Task goal: Scan the records below for the line with "# Target: potted plant" and the line with "# Target: black mesh office chair". Repeat those two lines and every line between them exactly, and nothing else.

Recorded information:
::::

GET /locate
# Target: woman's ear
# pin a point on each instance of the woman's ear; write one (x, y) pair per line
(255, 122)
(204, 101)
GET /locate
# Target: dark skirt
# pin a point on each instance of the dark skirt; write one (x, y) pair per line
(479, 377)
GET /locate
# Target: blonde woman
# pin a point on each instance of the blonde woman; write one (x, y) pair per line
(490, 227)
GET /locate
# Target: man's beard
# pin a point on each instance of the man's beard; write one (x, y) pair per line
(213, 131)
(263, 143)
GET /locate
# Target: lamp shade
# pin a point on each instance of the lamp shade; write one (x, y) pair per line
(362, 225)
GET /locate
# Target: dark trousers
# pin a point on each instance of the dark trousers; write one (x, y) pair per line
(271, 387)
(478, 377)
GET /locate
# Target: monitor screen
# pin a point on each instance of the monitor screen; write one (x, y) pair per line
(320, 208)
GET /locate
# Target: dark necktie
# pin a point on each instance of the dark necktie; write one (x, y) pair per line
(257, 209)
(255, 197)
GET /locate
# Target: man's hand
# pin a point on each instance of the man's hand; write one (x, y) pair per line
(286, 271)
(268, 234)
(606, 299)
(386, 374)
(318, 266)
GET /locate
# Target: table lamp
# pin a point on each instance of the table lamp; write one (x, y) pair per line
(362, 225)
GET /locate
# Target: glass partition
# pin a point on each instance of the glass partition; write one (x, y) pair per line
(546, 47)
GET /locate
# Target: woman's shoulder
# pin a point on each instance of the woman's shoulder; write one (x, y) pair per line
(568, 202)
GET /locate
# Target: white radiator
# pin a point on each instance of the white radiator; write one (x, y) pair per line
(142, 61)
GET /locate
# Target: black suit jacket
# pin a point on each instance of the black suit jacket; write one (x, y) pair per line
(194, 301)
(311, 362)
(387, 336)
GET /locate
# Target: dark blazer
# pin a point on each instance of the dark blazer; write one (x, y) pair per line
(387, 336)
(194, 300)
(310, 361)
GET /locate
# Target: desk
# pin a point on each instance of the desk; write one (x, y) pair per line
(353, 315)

::::

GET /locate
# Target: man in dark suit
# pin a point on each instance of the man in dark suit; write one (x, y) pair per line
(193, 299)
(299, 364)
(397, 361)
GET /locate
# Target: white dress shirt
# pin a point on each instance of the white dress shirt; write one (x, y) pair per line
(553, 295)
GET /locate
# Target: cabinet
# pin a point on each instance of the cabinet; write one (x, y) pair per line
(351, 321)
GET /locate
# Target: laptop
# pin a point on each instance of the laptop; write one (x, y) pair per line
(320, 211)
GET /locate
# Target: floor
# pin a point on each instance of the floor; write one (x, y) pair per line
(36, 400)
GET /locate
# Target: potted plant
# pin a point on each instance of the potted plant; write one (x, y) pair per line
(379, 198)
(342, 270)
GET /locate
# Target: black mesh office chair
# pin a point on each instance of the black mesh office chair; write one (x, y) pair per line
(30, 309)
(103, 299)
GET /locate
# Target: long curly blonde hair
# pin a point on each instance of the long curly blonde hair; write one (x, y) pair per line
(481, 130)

::::

Response:
# Target: potted plant
# pin a point on each instance of the potted plant; write one (x, y) pair per line
(379, 198)
(342, 270)
GET /locate
# Target: black mesh office chair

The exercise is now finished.